start Dataset excerpts
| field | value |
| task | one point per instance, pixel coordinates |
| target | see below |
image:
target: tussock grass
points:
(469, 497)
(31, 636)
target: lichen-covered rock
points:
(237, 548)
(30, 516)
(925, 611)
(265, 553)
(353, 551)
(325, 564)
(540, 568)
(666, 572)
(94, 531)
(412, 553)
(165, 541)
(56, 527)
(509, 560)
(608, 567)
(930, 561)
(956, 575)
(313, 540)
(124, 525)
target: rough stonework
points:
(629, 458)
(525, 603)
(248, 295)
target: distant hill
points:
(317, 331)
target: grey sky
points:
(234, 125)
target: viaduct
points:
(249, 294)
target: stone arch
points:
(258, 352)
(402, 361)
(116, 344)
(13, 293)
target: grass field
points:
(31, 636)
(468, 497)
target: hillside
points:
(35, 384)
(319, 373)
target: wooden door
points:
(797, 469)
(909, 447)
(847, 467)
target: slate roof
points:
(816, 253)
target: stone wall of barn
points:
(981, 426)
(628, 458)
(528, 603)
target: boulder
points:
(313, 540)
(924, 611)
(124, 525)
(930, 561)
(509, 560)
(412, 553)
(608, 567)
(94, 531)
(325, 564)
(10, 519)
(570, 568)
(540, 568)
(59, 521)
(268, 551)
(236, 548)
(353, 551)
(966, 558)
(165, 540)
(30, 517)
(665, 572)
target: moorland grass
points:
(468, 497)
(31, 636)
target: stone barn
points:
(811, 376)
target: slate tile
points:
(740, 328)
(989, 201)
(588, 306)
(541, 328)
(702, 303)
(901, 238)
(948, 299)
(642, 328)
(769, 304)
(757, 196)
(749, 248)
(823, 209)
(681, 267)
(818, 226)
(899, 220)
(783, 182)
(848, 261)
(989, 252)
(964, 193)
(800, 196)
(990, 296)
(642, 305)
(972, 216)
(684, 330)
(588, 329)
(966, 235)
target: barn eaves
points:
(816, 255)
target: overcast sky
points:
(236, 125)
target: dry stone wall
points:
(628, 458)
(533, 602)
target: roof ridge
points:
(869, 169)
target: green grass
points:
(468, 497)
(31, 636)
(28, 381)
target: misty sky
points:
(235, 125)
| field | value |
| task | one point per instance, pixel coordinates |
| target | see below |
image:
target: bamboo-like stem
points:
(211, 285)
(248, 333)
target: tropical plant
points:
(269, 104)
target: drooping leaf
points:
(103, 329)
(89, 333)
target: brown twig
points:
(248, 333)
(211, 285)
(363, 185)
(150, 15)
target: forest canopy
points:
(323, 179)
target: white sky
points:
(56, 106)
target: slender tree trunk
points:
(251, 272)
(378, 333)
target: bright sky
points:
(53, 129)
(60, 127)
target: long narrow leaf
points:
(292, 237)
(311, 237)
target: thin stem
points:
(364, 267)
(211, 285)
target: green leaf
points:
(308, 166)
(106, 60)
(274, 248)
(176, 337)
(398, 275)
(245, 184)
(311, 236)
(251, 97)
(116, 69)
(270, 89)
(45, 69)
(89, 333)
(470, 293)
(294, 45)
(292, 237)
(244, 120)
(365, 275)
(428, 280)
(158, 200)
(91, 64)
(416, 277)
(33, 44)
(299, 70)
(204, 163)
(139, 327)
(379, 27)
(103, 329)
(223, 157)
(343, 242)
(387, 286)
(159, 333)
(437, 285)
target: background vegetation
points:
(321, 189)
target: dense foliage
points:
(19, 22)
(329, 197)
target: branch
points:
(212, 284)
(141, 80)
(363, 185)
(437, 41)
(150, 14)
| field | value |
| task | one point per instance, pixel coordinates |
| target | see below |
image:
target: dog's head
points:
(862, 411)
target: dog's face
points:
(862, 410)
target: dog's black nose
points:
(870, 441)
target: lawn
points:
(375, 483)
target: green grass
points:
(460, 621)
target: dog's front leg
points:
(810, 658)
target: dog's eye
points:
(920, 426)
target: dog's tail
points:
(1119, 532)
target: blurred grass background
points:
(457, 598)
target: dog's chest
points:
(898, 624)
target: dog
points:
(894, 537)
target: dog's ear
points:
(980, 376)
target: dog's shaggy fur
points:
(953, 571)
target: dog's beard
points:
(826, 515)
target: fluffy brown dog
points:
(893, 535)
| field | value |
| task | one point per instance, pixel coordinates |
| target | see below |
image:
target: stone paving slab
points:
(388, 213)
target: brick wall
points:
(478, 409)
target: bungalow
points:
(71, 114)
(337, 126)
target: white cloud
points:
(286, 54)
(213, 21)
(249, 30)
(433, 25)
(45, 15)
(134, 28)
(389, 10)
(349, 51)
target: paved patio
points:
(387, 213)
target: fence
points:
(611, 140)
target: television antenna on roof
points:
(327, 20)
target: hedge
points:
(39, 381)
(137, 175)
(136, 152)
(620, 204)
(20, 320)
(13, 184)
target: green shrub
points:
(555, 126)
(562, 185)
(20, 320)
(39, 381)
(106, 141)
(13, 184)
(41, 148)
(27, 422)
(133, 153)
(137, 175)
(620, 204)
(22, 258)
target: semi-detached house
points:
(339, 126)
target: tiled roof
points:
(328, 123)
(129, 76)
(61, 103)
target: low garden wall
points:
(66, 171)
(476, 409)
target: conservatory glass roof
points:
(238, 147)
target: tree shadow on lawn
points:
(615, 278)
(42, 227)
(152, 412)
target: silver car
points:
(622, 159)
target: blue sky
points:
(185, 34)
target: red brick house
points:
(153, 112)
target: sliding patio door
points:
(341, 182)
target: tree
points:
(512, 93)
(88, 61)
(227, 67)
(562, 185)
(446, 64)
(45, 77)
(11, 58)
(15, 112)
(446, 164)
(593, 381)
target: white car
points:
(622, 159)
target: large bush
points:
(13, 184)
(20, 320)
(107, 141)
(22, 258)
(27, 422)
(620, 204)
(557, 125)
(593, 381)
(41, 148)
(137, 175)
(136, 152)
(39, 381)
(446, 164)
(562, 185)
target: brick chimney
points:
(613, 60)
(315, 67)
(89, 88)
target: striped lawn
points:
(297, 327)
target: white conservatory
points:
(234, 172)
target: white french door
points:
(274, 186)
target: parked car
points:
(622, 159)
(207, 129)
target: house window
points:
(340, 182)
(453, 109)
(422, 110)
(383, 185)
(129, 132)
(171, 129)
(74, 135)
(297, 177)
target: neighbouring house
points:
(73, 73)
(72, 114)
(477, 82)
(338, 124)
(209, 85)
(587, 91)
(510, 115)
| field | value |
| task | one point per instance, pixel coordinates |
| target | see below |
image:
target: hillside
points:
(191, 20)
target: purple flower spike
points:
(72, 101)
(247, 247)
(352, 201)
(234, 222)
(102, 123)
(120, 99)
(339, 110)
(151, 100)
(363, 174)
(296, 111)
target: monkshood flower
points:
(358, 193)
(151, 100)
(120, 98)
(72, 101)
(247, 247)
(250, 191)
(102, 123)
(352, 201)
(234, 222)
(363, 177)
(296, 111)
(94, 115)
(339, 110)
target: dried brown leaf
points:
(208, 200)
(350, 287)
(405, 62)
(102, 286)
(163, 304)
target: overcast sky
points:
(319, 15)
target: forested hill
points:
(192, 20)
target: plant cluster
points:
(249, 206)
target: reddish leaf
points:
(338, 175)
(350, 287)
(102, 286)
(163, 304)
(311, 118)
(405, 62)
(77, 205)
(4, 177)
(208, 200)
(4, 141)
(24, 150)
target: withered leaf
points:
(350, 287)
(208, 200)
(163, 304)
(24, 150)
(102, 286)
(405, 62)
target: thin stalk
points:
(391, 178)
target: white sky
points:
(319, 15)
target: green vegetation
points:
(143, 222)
end Dataset excerpts
- _To be done_
Reproduce every line of the records from the line containing "target: low garden wall" through the end of the records, inclusive, adding 67 to each number in the point coordinates and leaving all other text unchanged.

- _Expected answer_
target: low garden wall
points:
(133, 238)
(543, 476)
target: conservatory glass roof
points:
(305, 214)
target: tree shadow on lawn
points:
(682, 345)
(109, 294)
(219, 479)
target: silver car
points:
(689, 226)
target: blue sky
points:
(252, 101)
target: red brick house
points:
(220, 179)
target: sliding patio door
points:
(408, 249)
target: tree
points:
(579, 160)
(155, 128)
(294, 134)
(629, 252)
(513, 131)
(112, 144)
(78, 125)
(82, 179)
(513, 231)
(660, 448)
target: white car
points:
(689, 226)
target: large bush
points:
(80, 251)
(87, 387)
(174, 208)
(89, 325)
(94, 489)
(687, 271)
(624, 192)
(660, 448)
(108, 215)
(204, 242)
(203, 219)
(106, 448)
(513, 231)
(629, 252)
target: brick chimney
points:
(680, 127)
(382, 134)
(156, 155)
target: striped lawn
points:
(364, 394)
target: white conservatory
points:
(301, 239)
target: white french door
points:
(341, 253)
target: parked car
points:
(689, 226)
(274, 196)
target: house window
points:
(407, 249)
(520, 176)
(489, 177)
(450, 252)
(196, 199)
(238, 196)
(141, 202)
(364, 244)
target: neighbouring house
points:
(140, 140)
(139, 181)
(544, 149)
(405, 191)
(276, 152)
(654, 158)
(577, 182)
| field | value |
| task | one point per instance, pixel coordinates |
| target | see below |
image:
target: hillside
points:
(258, 87)
target: purple flower spike
points:
(139, 168)
(314, 314)
(419, 268)
(301, 289)
(169, 190)
(187, 166)
(406, 177)
(218, 167)
(430, 241)
(363, 178)
target: monkshood flower
points:
(425, 260)
(218, 167)
(187, 165)
(139, 168)
(314, 314)
(317, 258)
(169, 190)
(419, 268)
(301, 289)
(430, 244)
(363, 178)
(161, 182)
(406, 177)
target: dried brown leaf
points:
(275, 267)
(417, 354)
(472, 129)
(169, 353)
(230, 371)
target: overcast sky
points:
(386, 82)
target: forested hill
points:
(259, 87)
target: plant cluster
points:
(316, 273)
target: reddish leaf
points:
(405, 242)
(417, 354)
(169, 353)
(230, 371)
(378, 185)
(472, 129)
(144, 272)
(71, 244)
(275, 267)
(71, 208)
(91, 217)
target: withered leaf
points:
(417, 354)
(275, 267)
(230, 371)
(91, 217)
(169, 353)
(472, 129)
target: thin stalk
points:
(458, 245)
target: white sky
points:
(386, 82)
target: green vegetation
points:
(210, 289)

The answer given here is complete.